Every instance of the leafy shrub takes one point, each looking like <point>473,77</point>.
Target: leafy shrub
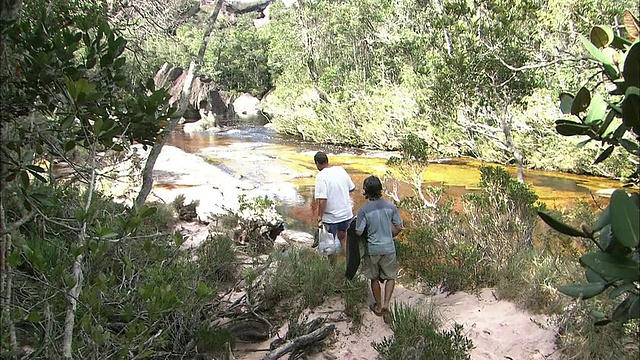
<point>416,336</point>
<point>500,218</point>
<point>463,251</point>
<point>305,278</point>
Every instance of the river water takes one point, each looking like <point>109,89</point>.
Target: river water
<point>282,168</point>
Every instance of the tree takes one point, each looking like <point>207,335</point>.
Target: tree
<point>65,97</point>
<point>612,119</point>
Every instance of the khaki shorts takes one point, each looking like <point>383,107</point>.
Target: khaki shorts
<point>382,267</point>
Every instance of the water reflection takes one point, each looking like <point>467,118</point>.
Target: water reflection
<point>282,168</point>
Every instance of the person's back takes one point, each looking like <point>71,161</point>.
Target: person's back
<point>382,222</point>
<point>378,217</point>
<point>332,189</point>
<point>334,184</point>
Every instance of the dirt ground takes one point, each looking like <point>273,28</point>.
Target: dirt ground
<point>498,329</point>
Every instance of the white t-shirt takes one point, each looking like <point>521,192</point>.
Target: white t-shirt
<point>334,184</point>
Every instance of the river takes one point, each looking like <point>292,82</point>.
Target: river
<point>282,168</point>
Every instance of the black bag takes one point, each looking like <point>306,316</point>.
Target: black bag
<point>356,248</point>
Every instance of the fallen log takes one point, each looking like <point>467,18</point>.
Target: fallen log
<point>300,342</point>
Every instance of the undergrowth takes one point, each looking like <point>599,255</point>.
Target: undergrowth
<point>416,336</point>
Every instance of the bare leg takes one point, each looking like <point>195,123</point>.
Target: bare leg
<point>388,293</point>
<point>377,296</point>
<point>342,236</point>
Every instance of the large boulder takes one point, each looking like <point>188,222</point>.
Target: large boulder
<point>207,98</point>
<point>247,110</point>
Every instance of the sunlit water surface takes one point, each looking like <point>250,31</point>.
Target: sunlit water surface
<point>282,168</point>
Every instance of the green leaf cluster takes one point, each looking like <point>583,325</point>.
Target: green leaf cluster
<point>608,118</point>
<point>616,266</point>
========
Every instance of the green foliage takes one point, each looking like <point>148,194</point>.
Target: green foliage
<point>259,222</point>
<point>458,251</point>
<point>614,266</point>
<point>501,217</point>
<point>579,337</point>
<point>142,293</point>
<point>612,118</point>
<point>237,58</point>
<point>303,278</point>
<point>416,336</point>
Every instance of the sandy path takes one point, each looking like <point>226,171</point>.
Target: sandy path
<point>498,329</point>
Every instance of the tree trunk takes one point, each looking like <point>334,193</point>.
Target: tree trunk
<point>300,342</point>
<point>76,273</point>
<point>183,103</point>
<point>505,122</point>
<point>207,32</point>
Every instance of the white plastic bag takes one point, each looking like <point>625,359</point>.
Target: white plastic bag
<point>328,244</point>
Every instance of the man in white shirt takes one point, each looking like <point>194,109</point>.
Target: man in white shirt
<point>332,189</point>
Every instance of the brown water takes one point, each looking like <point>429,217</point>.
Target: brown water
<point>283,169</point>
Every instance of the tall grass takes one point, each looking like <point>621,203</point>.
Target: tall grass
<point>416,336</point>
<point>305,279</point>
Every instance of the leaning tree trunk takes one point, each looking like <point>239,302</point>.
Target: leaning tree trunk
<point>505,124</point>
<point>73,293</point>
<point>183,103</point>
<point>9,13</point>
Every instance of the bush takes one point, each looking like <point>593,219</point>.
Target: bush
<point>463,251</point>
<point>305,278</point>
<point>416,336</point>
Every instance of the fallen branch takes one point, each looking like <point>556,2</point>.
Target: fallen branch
========
» **Aim of the exercise**
Express everything in the listing from the line containing "Every instance of the white t-shirt" down to the line containing "<point>247,110</point>" as a numbered list, leaving out any blank lines.

» **Finished exercise**
1. Every instance of the white t-shirt takes one point, each looking like <point>521,192</point>.
2. Target: white t-shirt
3. <point>334,184</point>
4. Every instance of the river takes one point, each looking like <point>292,82</point>.
5. Target: river
6. <point>282,168</point>
7. Every instance of the black bag takes one point, each looking like <point>306,316</point>.
8. Target: black bag
9. <point>356,248</point>
10. Every instance of the fallen log takes one point, each looking like <point>467,18</point>.
11. Target: fallen log
12. <point>300,342</point>
13. Every instance of the undergrowth takes one point, each looking like <point>599,255</point>.
14. Target: undergrowth
15. <point>416,336</point>
16. Every instance of the bare leg takes one point, each looking like <point>195,123</point>.
17. Target: bare leg
18. <point>388,293</point>
19. <point>377,296</point>
20. <point>342,236</point>
21. Every instance of the large boulder takes one point, each looking like <point>188,222</point>.
22. Target: large boulder
23. <point>207,98</point>
24. <point>247,110</point>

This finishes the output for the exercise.